----- Information provided -----

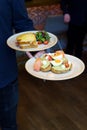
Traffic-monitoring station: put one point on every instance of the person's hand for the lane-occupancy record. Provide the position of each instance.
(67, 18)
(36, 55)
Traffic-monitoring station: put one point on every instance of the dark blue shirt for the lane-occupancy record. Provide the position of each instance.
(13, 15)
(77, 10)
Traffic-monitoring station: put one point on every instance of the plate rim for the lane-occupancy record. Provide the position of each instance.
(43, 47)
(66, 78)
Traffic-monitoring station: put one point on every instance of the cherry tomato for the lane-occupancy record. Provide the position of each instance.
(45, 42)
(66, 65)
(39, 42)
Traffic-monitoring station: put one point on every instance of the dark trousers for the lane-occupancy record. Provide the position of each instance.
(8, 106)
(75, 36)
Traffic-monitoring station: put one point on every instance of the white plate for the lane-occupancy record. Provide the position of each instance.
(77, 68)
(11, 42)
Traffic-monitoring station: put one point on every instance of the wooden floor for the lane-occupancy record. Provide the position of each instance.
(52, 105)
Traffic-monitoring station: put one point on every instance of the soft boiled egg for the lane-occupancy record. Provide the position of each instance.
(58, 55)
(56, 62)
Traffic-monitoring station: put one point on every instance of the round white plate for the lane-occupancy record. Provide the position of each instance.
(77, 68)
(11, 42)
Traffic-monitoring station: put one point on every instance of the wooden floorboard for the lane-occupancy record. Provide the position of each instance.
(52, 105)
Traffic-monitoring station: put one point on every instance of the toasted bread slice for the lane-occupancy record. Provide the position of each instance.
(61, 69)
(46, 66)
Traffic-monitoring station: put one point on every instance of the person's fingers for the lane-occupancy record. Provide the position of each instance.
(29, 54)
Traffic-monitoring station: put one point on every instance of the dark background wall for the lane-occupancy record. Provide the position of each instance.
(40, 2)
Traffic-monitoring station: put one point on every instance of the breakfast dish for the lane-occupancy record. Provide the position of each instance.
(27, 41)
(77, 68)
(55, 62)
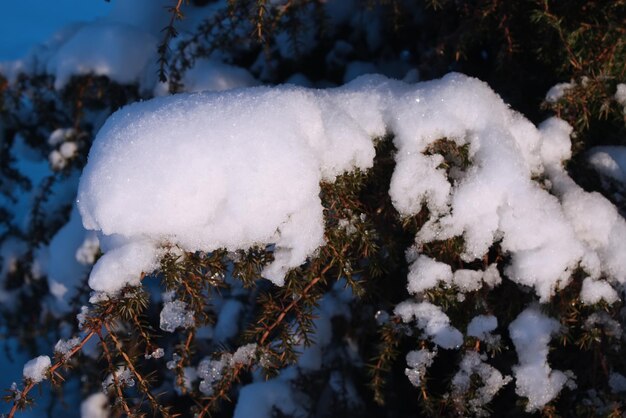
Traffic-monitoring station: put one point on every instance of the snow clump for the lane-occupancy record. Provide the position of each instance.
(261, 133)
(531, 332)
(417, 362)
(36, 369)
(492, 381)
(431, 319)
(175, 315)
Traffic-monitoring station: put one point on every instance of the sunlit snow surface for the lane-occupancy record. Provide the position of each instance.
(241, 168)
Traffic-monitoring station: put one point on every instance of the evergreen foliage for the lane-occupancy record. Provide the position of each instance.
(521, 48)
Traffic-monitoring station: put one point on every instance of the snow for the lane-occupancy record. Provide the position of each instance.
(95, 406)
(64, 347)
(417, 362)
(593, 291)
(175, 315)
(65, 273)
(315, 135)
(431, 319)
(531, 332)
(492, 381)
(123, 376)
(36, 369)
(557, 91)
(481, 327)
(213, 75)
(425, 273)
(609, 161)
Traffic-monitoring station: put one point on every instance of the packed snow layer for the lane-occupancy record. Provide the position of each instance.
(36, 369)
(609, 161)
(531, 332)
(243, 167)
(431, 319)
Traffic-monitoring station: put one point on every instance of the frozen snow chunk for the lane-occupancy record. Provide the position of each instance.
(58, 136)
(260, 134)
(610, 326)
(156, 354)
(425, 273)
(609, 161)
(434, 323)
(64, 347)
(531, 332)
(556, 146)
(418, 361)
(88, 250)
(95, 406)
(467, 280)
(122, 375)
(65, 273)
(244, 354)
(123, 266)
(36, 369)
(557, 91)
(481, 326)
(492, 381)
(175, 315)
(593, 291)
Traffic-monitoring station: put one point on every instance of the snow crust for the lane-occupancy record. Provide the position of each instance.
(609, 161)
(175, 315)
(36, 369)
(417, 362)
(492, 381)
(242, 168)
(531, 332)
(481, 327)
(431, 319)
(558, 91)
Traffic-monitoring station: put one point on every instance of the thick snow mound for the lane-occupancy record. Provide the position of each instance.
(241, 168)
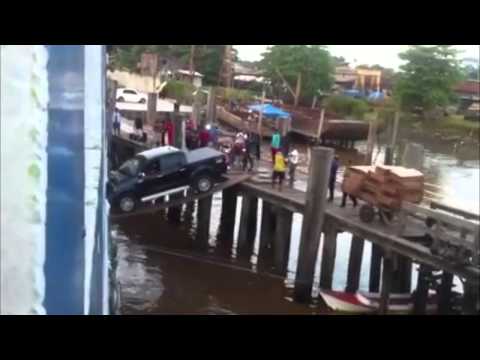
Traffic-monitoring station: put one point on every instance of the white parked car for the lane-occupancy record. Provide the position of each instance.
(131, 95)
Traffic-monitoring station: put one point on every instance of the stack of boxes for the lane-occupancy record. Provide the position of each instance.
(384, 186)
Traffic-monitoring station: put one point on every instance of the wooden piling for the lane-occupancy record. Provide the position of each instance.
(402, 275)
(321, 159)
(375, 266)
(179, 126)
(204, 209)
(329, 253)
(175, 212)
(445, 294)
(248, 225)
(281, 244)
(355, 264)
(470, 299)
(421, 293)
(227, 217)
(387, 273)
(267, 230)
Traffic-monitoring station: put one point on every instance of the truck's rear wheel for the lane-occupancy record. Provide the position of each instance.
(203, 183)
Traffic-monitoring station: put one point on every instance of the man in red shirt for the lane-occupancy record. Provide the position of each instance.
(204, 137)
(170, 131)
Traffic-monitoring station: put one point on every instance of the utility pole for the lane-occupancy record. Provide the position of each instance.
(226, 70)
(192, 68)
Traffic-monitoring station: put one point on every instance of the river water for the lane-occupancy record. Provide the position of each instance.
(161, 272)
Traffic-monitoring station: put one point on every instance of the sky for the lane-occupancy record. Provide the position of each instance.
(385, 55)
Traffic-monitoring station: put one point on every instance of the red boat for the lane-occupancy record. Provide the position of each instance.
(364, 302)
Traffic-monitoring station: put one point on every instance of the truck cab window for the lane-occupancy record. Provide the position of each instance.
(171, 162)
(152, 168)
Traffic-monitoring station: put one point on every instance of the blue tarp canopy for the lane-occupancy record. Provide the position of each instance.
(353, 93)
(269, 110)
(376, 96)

-----
----- Information provided -----

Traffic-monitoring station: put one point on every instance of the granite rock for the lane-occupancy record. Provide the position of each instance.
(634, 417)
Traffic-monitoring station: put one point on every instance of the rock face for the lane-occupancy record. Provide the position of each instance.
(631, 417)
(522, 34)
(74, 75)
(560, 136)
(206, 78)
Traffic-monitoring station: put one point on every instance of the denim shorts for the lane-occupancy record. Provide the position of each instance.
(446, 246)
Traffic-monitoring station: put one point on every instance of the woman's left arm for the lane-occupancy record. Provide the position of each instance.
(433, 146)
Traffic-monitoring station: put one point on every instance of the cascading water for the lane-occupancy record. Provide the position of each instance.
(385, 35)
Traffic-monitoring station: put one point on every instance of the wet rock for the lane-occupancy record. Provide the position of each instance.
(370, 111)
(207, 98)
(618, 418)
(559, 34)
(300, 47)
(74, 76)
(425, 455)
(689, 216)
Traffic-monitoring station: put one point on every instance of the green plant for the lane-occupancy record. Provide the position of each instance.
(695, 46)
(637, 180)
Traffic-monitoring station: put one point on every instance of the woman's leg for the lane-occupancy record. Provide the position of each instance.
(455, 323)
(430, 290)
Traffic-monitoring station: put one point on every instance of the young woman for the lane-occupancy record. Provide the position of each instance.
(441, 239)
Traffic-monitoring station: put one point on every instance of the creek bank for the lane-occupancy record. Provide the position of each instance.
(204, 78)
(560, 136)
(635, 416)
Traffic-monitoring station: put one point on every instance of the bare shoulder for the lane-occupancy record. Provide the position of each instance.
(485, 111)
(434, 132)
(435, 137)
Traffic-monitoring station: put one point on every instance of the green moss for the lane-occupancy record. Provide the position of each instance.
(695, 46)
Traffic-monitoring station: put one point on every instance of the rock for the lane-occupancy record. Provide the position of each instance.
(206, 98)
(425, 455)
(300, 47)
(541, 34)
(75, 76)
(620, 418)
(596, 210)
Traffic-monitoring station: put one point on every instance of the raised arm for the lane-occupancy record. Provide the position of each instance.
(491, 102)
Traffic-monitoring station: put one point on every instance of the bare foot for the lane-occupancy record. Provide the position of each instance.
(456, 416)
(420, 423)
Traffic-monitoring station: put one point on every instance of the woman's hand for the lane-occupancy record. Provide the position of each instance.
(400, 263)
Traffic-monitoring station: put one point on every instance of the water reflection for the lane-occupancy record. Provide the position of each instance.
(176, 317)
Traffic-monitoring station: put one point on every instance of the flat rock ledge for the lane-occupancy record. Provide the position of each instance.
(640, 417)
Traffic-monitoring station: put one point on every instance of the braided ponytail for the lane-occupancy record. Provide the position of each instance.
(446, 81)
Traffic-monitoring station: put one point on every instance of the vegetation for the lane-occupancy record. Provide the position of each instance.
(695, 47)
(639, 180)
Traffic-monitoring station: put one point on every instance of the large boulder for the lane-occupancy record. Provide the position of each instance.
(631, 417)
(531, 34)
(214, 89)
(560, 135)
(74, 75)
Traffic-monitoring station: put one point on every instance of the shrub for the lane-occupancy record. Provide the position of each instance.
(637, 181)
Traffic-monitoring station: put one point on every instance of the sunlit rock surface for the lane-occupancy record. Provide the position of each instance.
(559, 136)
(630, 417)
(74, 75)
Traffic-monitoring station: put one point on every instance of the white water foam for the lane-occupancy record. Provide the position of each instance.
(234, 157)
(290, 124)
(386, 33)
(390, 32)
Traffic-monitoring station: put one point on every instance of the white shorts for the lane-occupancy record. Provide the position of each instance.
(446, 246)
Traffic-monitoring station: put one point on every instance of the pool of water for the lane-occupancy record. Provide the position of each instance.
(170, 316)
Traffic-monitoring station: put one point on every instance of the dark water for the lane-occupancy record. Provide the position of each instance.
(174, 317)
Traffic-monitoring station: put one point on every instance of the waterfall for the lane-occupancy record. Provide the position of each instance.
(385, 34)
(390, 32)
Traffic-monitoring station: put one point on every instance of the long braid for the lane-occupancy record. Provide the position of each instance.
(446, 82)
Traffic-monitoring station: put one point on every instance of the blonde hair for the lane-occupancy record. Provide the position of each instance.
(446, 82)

-----
----- Information provided -----

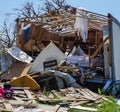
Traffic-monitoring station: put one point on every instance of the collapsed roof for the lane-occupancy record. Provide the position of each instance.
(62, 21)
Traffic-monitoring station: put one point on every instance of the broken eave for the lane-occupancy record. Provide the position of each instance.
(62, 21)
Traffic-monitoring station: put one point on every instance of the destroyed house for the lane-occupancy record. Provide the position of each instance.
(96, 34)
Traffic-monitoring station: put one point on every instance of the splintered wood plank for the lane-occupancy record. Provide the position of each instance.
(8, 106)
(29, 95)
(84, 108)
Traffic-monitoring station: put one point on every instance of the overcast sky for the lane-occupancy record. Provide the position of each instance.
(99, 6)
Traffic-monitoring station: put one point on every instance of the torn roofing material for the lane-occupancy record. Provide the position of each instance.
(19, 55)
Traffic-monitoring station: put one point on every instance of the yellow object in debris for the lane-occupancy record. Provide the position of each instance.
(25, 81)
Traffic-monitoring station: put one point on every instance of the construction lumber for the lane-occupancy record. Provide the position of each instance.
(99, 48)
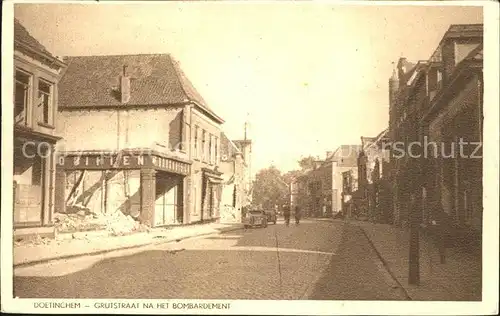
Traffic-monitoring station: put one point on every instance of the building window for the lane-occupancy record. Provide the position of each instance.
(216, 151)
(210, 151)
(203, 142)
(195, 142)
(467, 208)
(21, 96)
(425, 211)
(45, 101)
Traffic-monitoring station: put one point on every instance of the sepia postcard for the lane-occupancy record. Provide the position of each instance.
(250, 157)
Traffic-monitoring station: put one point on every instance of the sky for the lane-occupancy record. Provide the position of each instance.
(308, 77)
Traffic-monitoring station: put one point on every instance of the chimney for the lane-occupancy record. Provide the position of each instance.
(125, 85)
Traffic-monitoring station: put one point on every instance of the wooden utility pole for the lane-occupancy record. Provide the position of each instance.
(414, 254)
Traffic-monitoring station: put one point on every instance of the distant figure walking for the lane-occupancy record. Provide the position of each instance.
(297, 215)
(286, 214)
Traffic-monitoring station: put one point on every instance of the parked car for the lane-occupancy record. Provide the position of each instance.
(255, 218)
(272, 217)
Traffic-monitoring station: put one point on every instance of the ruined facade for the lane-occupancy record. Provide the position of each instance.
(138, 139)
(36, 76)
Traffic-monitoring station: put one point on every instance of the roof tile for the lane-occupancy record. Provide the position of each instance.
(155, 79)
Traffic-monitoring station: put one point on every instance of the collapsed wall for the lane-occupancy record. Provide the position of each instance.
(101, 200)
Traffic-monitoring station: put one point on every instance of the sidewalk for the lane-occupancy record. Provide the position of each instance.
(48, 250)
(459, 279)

-----

Problem to solve => Pull out every line in the entries that contains the word "woman".

Solution to this task =>
Traffic-monitoring station: put one point on every instance of the woman's left arm for the lane-occupancy record. Provide the position of each instance.
Traffic-monitoring station: put one point on every instance of the woman's leg for the lane-occupancy record. Provide the position of each instance.
Traffic-monitoring station: put one point on every instance of the young woman for the lane-occupancy record. Provide the position of each instance.
Traffic-monitoring station: put one point on every instance of the woman's hand for the lane-occupancy record. Provide the position of each instance.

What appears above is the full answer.